(What to do)
Set all the entries down again, unaltered.

(Given records)
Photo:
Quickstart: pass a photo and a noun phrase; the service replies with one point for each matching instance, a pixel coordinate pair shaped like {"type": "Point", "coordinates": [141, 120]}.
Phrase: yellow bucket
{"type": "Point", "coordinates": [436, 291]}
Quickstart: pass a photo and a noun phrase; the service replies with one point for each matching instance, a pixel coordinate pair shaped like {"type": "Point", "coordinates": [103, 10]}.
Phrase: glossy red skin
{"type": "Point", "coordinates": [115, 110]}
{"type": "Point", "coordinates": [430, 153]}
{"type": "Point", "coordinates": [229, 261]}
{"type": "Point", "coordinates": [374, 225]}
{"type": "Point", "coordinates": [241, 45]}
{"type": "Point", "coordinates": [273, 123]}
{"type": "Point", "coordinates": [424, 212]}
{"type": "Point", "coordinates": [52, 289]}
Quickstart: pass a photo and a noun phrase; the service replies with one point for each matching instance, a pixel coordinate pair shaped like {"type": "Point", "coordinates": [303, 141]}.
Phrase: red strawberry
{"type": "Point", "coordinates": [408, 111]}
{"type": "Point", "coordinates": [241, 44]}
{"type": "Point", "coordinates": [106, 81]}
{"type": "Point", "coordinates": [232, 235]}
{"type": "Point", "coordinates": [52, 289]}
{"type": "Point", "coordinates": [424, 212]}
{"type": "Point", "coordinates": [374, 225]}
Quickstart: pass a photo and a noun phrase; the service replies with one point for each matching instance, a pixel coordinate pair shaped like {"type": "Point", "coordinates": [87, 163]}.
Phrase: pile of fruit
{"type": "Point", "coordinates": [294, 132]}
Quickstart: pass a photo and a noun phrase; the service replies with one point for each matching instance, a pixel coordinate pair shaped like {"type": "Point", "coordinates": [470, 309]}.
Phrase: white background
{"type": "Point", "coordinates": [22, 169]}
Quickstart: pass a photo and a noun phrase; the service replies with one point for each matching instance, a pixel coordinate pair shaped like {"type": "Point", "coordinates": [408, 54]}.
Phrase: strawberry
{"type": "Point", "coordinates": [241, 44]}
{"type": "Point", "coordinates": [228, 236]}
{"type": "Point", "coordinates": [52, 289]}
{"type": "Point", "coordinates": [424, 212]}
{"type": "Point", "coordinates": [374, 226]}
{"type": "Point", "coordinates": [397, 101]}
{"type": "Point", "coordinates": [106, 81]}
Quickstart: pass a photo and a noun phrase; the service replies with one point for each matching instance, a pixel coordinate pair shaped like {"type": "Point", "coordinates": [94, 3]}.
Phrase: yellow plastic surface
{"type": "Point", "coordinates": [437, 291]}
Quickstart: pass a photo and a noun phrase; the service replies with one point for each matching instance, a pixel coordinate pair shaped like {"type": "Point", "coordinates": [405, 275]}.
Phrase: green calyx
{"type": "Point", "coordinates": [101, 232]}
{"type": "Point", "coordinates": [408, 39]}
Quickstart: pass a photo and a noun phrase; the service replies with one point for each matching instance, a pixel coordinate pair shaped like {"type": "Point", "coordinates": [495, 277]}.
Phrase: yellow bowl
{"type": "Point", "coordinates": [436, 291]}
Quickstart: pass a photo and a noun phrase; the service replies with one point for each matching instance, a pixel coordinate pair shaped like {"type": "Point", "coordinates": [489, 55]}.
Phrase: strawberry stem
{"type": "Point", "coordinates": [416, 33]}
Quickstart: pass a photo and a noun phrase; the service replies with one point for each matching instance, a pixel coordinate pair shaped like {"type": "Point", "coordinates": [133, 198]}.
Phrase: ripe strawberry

(Exercise result)
Photo:
Quickstart: pass a photo and a noun phrase; the service replies with one point for each matching instance, a pixel coordinate pair shaped like {"type": "Point", "coordinates": [141, 120]}.
Phrase: yellow bucket
{"type": "Point", "coordinates": [436, 291]}
Quickstart: pass a photo and a noun phrase; the service replies with one point for each matching instance, a pixel coordinate pair shaped like {"type": "Point", "coordinates": [103, 10]}.
Phrase: glossy red skin
{"type": "Point", "coordinates": [115, 110]}
{"type": "Point", "coordinates": [430, 153]}
{"type": "Point", "coordinates": [229, 261]}
{"type": "Point", "coordinates": [374, 225]}
{"type": "Point", "coordinates": [241, 45]}
{"type": "Point", "coordinates": [273, 123]}
{"type": "Point", "coordinates": [424, 212]}
{"type": "Point", "coordinates": [52, 289]}
Quickstart: pass a photo and a noun phrase; the service replies with one point for each matching instance, a pixel coordinate pair shaped like {"type": "Point", "coordinates": [303, 141]}.
Phrase: red strawberry
{"type": "Point", "coordinates": [408, 111]}
{"type": "Point", "coordinates": [241, 44]}
{"type": "Point", "coordinates": [106, 81]}
{"type": "Point", "coordinates": [232, 235]}
{"type": "Point", "coordinates": [52, 289]}
{"type": "Point", "coordinates": [424, 212]}
{"type": "Point", "coordinates": [374, 225]}
Quickstart: pass a photo and a noun phrase; the service replies with one point for each matching instance, a pixel coordinate pair shaped like {"type": "Point", "coordinates": [87, 163]}.
Phrase: pile of fruit
{"type": "Point", "coordinates": [294, 132]}
Quickstart: pass a photo and a noun phrase; the service replies with one point for each matching instance, a pixel coordinate pair shaped like {"type": "Point", "coordinates": [470, 309]}.
Phrase: white background
{"type": "Point", "coordinates": [22, 169]}
Quickstart: pass a photo and a noun phrase; the service replies with one point for each matching instance, a pixel coordinate pair shaped like {"type": "Point", "coordinates": [408, 54]}.
Phrase: strawberry
{"type": "Point", "coordinates": [241, 44]}
{"type": "Point", "coordinates": [228, 236]}
{"type": "Point", "coordinates": [52, 289]}
{"type": "Point", "coordinates": [424, 212]}
{"type": "Point", "coordinates": [374, 226]}
{"type": "Point", "coordinates": [397, 101]}
{"type": "Point", "coordinates": [106, 81]}
Quickstart: pass a photo and a noun phrase; the service replies with one point for each matching instance, a pixel coordinate pair shaped like {"type": "Point", "coordinates": [94, 3]}.
Phrase: yellow plastic surface
{"type": "Point", "coordinates": [437, 291]}
Quickstart: pass a photo and a noun phrase; the service replies with one point for each matching instance, a pixel coordinate pair shaped like {"type": "Point", "coordinates": [405, 275]}.
Phrase: green calyx
{"type": "Point", "coordinates": [101, 232]}
{"type": "Point", "coordinates": [408, 39]}
Quickstart: pass a photo and a noun phrase; the service replies with one point for each matching instance, a pixel coordinate pair shaped like {"type": "Point", "coordinates": [495, 277]}.
Phrase: yellow bowl
{"type": "Point", "coordinates": [436, 291]}
Quickstart: pass a photo and a noun phrase; the service replies with one point for each matching instance, a pixel coordinate pair shaped like {"type": "Point", "coordinates": [489, 55]}.
Phrase: strawberry stem
{"type": "Point", "coordinates": [416, 33]}
Quickstart: pass a photo and a noun phrase; the service replies with one point for each matching instance, a pixel coordinate pair shaped like {"type": "Point", "coordinates": [133, 198]}.
Phrase: ripe strawberry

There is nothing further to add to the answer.